WHAT THE TASK ASKS:
Rewrite the stretch from the start of the rows through the line containing "(1160, 295)", swapping "innermost point" for "center point" and leaving every other part of those lines as it is.

── RECORDS PROVIDED

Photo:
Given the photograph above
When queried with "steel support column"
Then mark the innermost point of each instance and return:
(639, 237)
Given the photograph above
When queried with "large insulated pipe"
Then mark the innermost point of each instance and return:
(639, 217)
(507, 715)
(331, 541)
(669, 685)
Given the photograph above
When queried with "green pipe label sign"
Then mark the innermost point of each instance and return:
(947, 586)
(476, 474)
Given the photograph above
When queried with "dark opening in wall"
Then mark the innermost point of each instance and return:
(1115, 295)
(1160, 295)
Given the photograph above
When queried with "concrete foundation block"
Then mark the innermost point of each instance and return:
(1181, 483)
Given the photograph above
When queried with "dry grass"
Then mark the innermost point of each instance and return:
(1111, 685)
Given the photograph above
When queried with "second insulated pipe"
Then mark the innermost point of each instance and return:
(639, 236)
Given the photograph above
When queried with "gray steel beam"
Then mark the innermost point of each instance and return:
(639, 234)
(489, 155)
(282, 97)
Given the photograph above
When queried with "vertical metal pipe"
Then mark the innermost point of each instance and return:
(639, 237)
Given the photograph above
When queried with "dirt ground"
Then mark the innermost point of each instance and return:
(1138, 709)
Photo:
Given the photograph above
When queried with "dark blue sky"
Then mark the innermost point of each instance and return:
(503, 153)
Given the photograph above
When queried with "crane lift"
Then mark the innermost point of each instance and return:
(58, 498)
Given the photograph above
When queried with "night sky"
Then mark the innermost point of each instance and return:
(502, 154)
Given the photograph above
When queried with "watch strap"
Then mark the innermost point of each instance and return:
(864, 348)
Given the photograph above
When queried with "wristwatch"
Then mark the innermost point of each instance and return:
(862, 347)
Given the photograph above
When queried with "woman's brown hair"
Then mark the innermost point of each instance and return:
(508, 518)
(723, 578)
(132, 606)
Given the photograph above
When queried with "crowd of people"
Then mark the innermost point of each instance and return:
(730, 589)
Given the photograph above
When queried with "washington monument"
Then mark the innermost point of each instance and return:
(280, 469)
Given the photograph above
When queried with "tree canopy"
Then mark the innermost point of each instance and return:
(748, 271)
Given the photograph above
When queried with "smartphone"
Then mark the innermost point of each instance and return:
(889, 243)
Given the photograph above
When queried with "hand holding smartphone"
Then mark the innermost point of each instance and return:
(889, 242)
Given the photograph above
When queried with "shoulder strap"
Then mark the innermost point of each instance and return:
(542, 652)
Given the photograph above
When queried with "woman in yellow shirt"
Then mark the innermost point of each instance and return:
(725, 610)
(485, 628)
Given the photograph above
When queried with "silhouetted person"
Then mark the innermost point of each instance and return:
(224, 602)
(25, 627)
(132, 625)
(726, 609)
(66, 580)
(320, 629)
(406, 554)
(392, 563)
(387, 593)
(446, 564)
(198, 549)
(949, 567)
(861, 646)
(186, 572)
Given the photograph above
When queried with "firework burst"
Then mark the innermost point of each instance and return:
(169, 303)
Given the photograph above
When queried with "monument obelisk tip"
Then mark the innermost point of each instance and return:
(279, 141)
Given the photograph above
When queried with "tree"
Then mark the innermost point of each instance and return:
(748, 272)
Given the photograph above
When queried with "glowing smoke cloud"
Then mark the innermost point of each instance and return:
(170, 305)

────

PROBLEM SOLUTION:
Photo:
Given the photograph above
When queried with "steel support column"
Then mark the center point of each instance and return:
(639, 237)
Given the photograph above
When queried with "large insulated pipe"
Then mark the center point of each instance and return:
(639, 217)
(507, 715)
(331, 541)
(669, 685)
Given the photograph above
When queried with "green pipe label sign"
Then mark the center point of each instance and return:
(947, 586)
(476, 474)
Given the photograph above
When queried with "dark opening in wall"
Then mark the center point of each instance and return:
(1115, 295)
(1160, 295)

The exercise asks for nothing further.